Saved data entries:
- - - - - - -
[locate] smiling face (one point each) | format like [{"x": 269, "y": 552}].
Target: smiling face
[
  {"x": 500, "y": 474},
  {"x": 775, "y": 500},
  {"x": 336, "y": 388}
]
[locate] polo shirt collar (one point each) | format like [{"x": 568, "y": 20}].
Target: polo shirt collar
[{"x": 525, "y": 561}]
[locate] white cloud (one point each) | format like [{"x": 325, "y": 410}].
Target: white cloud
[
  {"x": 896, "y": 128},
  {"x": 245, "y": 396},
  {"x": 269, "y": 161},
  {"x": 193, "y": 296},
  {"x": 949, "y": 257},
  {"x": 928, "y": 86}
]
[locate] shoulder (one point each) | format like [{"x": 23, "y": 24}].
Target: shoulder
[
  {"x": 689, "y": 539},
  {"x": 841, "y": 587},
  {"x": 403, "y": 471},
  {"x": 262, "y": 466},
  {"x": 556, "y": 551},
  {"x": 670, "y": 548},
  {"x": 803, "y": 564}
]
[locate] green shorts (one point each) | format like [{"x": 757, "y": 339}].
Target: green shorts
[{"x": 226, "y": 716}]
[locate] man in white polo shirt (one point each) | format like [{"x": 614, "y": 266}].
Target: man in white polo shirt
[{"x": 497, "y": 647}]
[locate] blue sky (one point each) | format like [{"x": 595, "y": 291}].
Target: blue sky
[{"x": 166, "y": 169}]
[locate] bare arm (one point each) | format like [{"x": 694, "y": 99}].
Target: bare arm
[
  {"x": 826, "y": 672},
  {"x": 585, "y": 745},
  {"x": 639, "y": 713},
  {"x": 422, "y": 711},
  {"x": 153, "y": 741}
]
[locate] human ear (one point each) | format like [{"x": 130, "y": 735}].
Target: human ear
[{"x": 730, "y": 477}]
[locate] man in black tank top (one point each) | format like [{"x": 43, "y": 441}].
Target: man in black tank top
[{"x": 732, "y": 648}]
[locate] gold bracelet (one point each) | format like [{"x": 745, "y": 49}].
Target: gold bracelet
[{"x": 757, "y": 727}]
- - - - - - -
Every record above should be written out exactly.

[locate] smiling face (one point each) | format like [{"x": 269, "y": 552}].
Target: smiling face
[
  {"x": 500, "y": 474},
  {"x": 775, "y": 500},
  {"x": 336, "y": 388}
]
[locate] polo shirt collar (one point each) | format like [{"x": 568, "y": 20}].
Target: polo shirt collar
[{"x": 525, "y": 561}]
[locate] white cloud (one point each) | format like [{"x": 325, "y": 410}].
Target: white cloud
[
  {"x": 896, "y": 128},
  {"x": 245, "y": 396},
  {"x": 269, "y": 161},
  {"x": 193, "y": 296},
  {"x": 949, "y": 257},
  {"x": 928, "y": 86}
]
[locate] shoulder (one point each) | format like [{"x": 23, "y": 24}].
Target: shoulder
[
  {"x": 689, "y": 539},
  {"x": 841, "y": 587},
  {"x": 403, "y": 471},
  {"x": 262, "y": 466},
  {"x": 556, "y": 551},
  {"x": 670, "y": 548},
  {"x": 803, "y": 564}
]
[locate] green shorts (one point each) | format like [{"x": 757, "y": 339}].
Target: green shorts
[{"x": 226, "y": 716}]
[locate] man in white polo shirt (one point each) | format like [{"x": 614, "y": 266}].
Target: man in white polo shirt
[{"x": 497, "y": 647}]
[locate] blue sky (one point each) | format like [{"x": 595, "y": 291}].
Target: blue sky
[{"x": 166, "y": 169}]
[locate] bare arm (one point each) | format like [{"x": 694, "y": 99}].
Target: bare arm
[
  {"x": 826, "y": 672},
  {"x": 585, "y": 745},
  {"x": 639, "y": 713},
  {"x": 422, "y": 711},
  {"x": 153, "y": 741}
]
[locate] human ear (one point each) | format like [{"x": 130, "y": 735}].
Target: human ear
[{"x": 730, "y": 477}]
[locate] man in black tank top (one point each) | format like [{"x": 43, "y": 441}].
Target: man in black tank top
[{"x": 732, "y": 648}]
[locate] gold bracelet (one point each) | format like [{"x": 745, "y": 49}].
Target: gold bracelet
[{"x": 757, "y": 727}]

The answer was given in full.